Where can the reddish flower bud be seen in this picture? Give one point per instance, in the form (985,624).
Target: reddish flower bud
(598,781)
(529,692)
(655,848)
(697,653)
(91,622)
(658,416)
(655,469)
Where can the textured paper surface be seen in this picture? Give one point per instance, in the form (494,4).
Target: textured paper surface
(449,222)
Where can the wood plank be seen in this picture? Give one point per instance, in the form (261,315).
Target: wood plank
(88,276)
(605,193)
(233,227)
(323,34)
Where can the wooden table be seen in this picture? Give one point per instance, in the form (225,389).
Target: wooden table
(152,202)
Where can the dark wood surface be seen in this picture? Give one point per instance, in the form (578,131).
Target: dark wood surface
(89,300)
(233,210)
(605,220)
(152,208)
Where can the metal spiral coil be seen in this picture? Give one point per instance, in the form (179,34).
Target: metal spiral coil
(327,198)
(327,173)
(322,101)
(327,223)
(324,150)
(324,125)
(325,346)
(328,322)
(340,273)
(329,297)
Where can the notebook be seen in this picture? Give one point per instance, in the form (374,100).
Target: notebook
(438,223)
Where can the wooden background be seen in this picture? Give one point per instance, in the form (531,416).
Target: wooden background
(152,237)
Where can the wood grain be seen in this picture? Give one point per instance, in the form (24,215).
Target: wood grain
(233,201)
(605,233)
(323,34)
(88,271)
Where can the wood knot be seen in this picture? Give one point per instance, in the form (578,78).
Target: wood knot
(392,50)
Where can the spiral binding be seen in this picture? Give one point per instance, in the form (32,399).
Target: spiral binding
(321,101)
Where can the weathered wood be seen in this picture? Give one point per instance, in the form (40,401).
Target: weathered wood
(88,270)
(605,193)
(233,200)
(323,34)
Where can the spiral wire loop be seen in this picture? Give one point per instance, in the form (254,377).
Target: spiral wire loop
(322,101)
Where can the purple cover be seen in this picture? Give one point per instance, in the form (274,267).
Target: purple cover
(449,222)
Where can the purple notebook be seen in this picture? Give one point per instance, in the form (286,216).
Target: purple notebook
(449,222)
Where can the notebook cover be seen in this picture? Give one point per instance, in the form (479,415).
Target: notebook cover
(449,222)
----
- [INSTRUCTION]:
Copy all of the material above line for line, without changing a single character.

- [RESULT OF THIS EXERCISE]:
Where can the reddish flower bud be seen in this picture? Give one point per instance, in the form (985,624).
Target: reddish flower bud
(598,781)
(529,692)
(655,848)
(697,653)
(91,622)
(658,416)
(655,469)
Where can the textured paper surface be seen in this picture? Give one point per instance, in the form (494,4).
Target: textured paper surface
(449,222)
Where can the wood plank be seen in this picture? Give one point per instance, in the form (261,315).
Target: wood plank
(88,276)
(605,193)
(233,227)
(323,34)
Where can the wooden table be seen in this picture? Give one point per instance, in the form (225,389).
Target: wooden table
(152,202)
Where can the dark wood surface be seen in this picture? Give one point per instance, in the form (578,131).
Target: dark wood surface
(89,300)
(233,210)
(605,220)
(152,208)
Where can the metal spiral coil be seen in this picture? Give one point per instance, in the form (179,34).
Target: metal spiral coil
(327,198)
(327,173)
(322,101)
(327,223)
(324,150)
(324,125)
(325,346)
(328,322)
(340,273)
(329,297)
Where can the notebook be seen in this picture? Give one point per instance, in the form (374,100).
Target: notebook
(438,223)
Where can the wooden background be seen in this picture? Give one point per instance, in the form (531,416).
Target: wooden background
(152,237)
Where can the wood grain be seen in this picture? Give one point per instance, in the form (24,215).
Target: wood grain
(233,201)
(605,233)
(323,34)
(88,271)
Where can the wood knot be seen in this picture? Give one point per instance, in the form (578,78).
Target: wood knot
(392,50)
Where can the spiral binding be seen in this picture? Give one point per instance, in the form (32,399).
Target: spiral binding
(321,101)
Where can the weathered wood be seen in this picture? Give one point per instance, in the form (40,401).
Target: weathered wood
(88,270)
(605,193)
(233,200)
(323,34)
Where can the spiral wire loop be seen in this picture? Give one point per instance, in the form (254,377).
Target: spiral wire loop
(322,101)
Where can the purple cover be seen in this picture? Give one point per instance, in the form (274,267).
Target: purple cover
(449,222)
Where can the purple notebook be seen in this picture? Give one point per instance, in the form (286,216).
Target: purple notebook
(449,222)
Where can the notebook cover be seen in this picture? Give one point per instance, in the form (479,415).
Target: notebook cover
(449,222)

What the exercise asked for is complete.